(Items in a dataset)

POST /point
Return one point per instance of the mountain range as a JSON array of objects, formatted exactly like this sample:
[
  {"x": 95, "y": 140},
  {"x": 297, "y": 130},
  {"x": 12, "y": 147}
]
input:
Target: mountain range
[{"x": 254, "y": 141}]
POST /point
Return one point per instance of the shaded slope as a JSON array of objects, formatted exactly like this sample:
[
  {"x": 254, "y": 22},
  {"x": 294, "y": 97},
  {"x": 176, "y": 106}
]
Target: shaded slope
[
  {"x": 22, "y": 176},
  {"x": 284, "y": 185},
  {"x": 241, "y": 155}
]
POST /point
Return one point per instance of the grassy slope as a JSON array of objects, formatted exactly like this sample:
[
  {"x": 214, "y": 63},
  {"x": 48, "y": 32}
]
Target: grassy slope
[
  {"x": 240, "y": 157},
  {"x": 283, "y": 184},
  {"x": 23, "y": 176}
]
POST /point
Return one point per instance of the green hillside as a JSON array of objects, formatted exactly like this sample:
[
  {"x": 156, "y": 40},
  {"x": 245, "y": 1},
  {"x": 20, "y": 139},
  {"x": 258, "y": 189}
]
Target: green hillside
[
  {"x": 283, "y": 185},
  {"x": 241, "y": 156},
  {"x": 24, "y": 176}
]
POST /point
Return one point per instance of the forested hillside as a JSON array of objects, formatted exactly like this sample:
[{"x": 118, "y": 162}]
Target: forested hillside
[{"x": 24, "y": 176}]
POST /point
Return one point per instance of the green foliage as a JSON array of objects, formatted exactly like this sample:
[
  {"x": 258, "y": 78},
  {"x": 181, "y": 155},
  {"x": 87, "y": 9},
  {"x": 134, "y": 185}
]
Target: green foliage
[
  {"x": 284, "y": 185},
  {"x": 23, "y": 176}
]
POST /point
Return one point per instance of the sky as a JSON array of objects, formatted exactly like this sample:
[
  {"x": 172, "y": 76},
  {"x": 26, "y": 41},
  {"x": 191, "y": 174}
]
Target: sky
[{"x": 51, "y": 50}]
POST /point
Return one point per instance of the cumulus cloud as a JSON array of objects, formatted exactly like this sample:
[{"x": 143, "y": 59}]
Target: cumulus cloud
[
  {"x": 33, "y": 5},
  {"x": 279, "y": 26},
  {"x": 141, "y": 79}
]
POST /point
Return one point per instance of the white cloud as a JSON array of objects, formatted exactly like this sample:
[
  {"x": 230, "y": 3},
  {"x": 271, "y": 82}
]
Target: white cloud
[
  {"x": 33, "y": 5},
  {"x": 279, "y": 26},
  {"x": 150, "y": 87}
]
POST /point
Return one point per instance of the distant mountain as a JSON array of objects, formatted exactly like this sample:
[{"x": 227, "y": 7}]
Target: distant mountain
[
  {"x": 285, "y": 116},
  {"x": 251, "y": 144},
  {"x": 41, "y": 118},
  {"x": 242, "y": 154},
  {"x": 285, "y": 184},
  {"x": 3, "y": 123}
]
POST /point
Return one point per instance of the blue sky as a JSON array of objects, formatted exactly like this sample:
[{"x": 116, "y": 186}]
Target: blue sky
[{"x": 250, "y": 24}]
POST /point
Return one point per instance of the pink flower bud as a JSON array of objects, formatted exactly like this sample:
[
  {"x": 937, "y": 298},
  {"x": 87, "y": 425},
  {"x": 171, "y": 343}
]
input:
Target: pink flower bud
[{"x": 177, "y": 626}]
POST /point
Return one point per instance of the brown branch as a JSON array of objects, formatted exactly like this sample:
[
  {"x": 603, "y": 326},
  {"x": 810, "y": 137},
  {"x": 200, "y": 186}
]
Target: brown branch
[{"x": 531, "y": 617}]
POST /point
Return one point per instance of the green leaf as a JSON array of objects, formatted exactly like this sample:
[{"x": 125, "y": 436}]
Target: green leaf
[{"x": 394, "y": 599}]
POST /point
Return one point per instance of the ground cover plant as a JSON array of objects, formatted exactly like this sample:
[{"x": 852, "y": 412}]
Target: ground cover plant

▶ [Exercise]
Pull out every line of the records above that contains the string "leaf".

▶ [Exercise result]
Return one point per instance of the green leaf as a JSON array of objects, formatted exactly like this sample:
Target: green leaf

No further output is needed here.